Records of labeled points:

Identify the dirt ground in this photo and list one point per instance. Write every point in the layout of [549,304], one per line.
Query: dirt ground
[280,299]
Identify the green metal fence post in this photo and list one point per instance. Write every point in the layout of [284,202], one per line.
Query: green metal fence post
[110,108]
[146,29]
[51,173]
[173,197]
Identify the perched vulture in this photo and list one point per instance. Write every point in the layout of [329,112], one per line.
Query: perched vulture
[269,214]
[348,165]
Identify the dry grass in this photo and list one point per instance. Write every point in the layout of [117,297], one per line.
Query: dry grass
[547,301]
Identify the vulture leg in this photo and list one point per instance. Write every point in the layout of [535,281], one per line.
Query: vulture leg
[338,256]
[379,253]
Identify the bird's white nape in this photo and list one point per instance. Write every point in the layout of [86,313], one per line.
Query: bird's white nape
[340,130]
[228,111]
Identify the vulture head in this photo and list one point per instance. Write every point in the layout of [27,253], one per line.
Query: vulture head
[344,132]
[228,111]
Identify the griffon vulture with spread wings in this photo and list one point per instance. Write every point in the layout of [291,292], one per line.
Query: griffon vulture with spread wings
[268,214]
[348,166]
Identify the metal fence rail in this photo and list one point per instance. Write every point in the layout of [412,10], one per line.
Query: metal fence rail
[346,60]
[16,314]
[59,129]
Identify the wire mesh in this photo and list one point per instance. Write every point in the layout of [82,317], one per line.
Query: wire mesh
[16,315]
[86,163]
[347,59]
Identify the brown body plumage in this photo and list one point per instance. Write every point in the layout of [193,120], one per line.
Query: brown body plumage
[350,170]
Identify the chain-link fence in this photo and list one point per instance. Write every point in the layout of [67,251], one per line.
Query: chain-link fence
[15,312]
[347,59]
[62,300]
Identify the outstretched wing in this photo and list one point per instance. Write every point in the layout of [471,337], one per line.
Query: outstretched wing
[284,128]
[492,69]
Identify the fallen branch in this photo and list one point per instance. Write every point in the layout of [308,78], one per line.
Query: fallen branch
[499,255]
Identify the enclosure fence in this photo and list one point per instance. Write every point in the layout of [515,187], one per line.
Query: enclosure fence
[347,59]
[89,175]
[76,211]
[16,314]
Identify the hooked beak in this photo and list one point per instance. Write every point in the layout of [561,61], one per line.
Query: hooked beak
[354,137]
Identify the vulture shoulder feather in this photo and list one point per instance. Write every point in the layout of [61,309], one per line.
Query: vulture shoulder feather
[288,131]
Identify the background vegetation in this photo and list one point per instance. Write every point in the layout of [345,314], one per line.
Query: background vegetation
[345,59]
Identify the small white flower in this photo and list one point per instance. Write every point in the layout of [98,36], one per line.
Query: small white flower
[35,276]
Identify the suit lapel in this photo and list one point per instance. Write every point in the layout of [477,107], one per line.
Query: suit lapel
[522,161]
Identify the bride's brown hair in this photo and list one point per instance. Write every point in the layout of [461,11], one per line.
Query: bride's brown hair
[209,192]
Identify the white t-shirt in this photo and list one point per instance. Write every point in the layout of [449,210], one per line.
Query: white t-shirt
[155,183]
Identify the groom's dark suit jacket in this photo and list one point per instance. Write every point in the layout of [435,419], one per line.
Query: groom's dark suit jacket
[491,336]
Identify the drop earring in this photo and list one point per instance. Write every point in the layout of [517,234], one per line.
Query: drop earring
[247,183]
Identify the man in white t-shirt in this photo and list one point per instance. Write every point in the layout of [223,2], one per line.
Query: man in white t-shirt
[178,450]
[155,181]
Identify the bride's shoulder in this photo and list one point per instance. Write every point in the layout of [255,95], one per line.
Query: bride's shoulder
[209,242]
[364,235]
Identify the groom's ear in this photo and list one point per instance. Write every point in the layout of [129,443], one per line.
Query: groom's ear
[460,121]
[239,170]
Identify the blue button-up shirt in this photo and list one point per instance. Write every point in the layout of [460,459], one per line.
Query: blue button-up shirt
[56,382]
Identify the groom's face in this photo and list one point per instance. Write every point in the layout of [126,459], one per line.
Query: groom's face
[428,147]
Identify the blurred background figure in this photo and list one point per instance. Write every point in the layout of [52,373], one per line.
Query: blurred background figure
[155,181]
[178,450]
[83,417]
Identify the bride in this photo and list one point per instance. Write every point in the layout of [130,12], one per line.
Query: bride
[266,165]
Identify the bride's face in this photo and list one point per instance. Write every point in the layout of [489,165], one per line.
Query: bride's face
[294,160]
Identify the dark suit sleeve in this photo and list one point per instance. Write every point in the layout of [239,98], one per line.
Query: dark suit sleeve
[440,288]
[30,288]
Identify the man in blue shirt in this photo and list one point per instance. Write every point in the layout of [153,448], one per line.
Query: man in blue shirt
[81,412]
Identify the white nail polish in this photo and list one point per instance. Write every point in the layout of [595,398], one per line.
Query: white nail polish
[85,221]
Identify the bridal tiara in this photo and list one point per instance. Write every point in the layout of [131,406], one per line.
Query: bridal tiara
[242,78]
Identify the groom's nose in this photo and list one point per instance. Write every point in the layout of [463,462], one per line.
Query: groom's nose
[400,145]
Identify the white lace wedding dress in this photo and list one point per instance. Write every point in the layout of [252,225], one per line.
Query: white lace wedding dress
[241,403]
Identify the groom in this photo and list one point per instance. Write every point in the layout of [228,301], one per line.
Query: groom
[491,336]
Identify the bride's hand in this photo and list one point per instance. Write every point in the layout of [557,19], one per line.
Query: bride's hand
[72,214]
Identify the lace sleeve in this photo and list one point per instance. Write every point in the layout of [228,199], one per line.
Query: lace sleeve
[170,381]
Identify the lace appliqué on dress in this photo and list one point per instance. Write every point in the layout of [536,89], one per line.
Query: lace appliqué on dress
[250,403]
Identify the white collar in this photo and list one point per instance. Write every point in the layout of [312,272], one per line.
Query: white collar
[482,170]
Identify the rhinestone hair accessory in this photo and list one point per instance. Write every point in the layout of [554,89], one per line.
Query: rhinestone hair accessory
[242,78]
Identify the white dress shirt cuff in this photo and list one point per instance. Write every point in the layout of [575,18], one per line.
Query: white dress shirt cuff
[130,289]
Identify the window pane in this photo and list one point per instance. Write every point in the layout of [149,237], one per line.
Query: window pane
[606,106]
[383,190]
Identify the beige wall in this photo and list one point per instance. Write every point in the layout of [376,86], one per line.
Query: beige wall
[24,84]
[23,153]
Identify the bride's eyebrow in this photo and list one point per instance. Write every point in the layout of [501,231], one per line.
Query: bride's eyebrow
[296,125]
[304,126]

WRITTEN REQUEST: Type out the full listing again, exactly as given.

RESPONSE TO THE EXERCISE:
Identify the dirt ground in this photo and list one point per instance. Write every point in the layout of [549,304], one per line.
Query: dirt ground
[280,299]
Identify the green metal fence post in this photo and list one point per instance. Write every point in the layout of [284,202], one per line.
Query: green metal fence post
[110,108]
[146,29]
[51,173]
[173,197]
Identify the perched vulture in this photo and list one point per instance. Write every point in the layout of [329,112], one per line.
Query: perched vulture
[269,214]
[348,165]
Identify the dry grass in this photo and list one point per instance. Write every point in the layout of [117,297], one per line.
Query: dry grass
[547,301]
Identify the vulture leg in this photo and list one point per instance. Write every point in the layout of [535,281], one per line.
Query: vulture leg
[338,256]
[379,253]
Identify the bird's white nape in this photo and list one point per instance. Write every point in the layout of [86,313], one per line.
Query: bird's white nape
[340,130]
[228,111]
Identify the vulture head in this photo and list one point per instance. Write every point in the layout of [27,253], one per line.
Query: vulture head
[344,132]
[228,111]
Identify the griffon vulture with spread wings in this photo and list one point per instance. Write every point in the layout of [291,292], one per line.
Query: griffon vulture with spread wings
[268,214]
[348,166]
Identify the metal fence rail in this photo and list one point per instance. Write every point in the layout of [412,10], one per line.
Query: metal fence rail
[346,60]
[16,314]
[59,129]
Identify the wire mesh in this photo and list one point per instance. Write every point in the layout of [82,317], one per line.
Query: wire mesh
[16,315]
[86,163]
[347,59]
Identify the brown body plumage in this photo and list one point per instance. Write every point in the layout of [193,120], one per line.
Query: brown body plumage
[350,170]
Identify the chain-link fence in this photo and list one point per instance. Write every point in the layout of [67,251], one per line.
Query: chain-link fence
[15,312]
[347,59]
[62,300]
Identify the outstretched wing in this photo and list one point per instance. Write every point in the layout of [471,337], one per line.
Query: outstretched wing
[284,128]
[492,69]
Identify the fallen branch in this photo and list one point per instance. Write every point in the layout of [308,78], one per line.
Query: fallen branch
[499,255]
Identify the enclosure fence in this photo and list one point per instance. Write every point in the layout of [515,187], one per line.
Query: enclosure fence
[347,59]
[89,175]
[76,211]
[16,314]
Identify the hooked beak in this photo and list one point per instance. Write every point in the layout of [561,61], one per line.
Query: hooked beak
[354,137]
Identify the vulture shoulder feather in this photo and list one point per instance. Write every point in the layout of [61,309], one per line.
Query: vulture shoulder feather
[288,131]
Identify the background vegetation in this photo and list one point per instance. Write every point in the layout of [345,314], one per line.
Query: background vegetation
[345,59]
Identify the small white flower in this photo and list one point per instance. Write every point in the layout of [98,36], one per line.
Query: small white flower
[35,276]
Identify the suit lapel in this photo and list one point per instance. Write every point in the layout of [477,107], one per line.
Query: suit lapel
[522,161]
Identify the bride's brown hair in this photo and list one point per instance. Write every point in the layout of [461,11], one per line.
Query: bride's brown hair
[209,192]
Identify the white t-shirt in this photo and list one point per instance. Write every point in the layout of [449,210], one per line.
Query: white t-shirt
[155,183]
Identify the groom's dark suit jacket in this photo and list one point per instance. Write every point in the layout of [435,419], one per line.
Query: groom's dark suit jacket
[491,336]
Identify the drop earring in this photo and list one point per instance. Write every point in the layout of [517,234], one per line.
Query: drop earring
[247,183]
Identify the man in white t-shirt in this photo and list one point per instance. Write every point in the layout of [223,2], one per line.
Query: man in white t-shirt
[178,450]
[155,181]
Identify the bride's shoulder in this photo and list one point per instance. Write every point in the layout of [255,95], one per line.
Query: bride's shoulder
[209,242]
[364,235]
Identify the groom's ear in this photo and list one point per instance. Write every point in the layout of [129,443], one per line.
Query: groom's ear
[460,121]
[239,170]
Identify the blue button-up shirt in this photo and list one point per instance. Write every point in the layout of [460,459], one per line.
Query: blue button-up shirt
[56,382]
Identify the groom's face in this photo and list one point per instance. Write every point in the layout of [126,459], one per line.
Query: groom's face
[428,147]
Identify the blurred background figure in this photo and list one point per instance. Write every point in the layout of [52,373], one per line.
Query: blurred background figure
[155,181]
[178,450]
[83,417]
Identify the bride in this photo and list one point per instance. Write every point in the layout of [130,12], one per line.
Query: bride
[266,165]
Identify the bride's face in this photo and list one point per instance. Write every point in the layout of [489,165], one per line.
Query: bride's face
[294,160]
Identify the dark suit sleeve in this photo and list one point per instance. Write every point in the layout of [239,98], one per line.
Query: dark suit sleeve
[440,288]
[30,288]
Identify the man in blue shirt in this photo and list one point per instance. Write every point in the layout of [153,448], one per line.
Query: man in blue shirt
[81,412]
Identify the white nail polish in this photo and list one point per instance. Write every point in the layout of [595,398], one per line.
Query: white nail polish
[85,221]
Identify the bridal tiara in this photo and list one point per instance. Write every point in the layout of [131,406], one per line.
Query: bridal tiara
[242,78]
Identify the groom's nose in this photo and list one point per instance. Write every point in the layout of [463,462], one per line.
Query: groom's nose
[400,145]
Identify the white lace wedding dress in this photo and list one point per instance. Write every point in the layout of [252,225], one per line.
Query: white lace wedding dress
[241,403]
Identify the groom in this photo and list one point per instance. Write every point in the layout of [228,301], one per line.
Query: groom
[491,336]
Identify the bride's hand in this photo and list one point per instance. Write every point in the layout of [557,19], one per line.
Query: bride's hand
[72,214]
Identify the lace sleeve in this photo and list one point per instance. Write every point in the layout of [228,199], one per line.
Query: lace sleeve
[170,381]
Identify the lace appliqué on dress in this photo and list one point per instance. Write every point in the layout of [536,89], one per line.
Query: lace appliqué on dress
[250,403]
Identify the white collar in this photo and list one point per instance. Write every point in the layout of [312,272], one per line.
Query: white collar
[482,170]
Identify the rhinestone hair accessory in this photo and list one point per instance. Write every point in the layout of [554,89], one per line.
Query: rhinestone hair accessory
[242,78]
Identify the white dress shirt cuff in this photo and list one point per instance. Write every point in the layout of [575,18], one per line.
Query: white dress shirt cuff
[130,289]
Identify the window pane in this photo and list one point per instance. Write every point in the layout of [149,237], one per line.
Query: window pane
[606,106]
[383,190]
Identify the beige wall in this photo and list one point per instance. Write every point in the layout of [376,86], one per line.
Query: beige wall
[24,84]
[23,153]
Identify the bride's eyebrow in this photo and list one point per instance. Write every point in the layout of [501,231], one per line.
Query: bride's eyebrow
[296,125]
[304,126]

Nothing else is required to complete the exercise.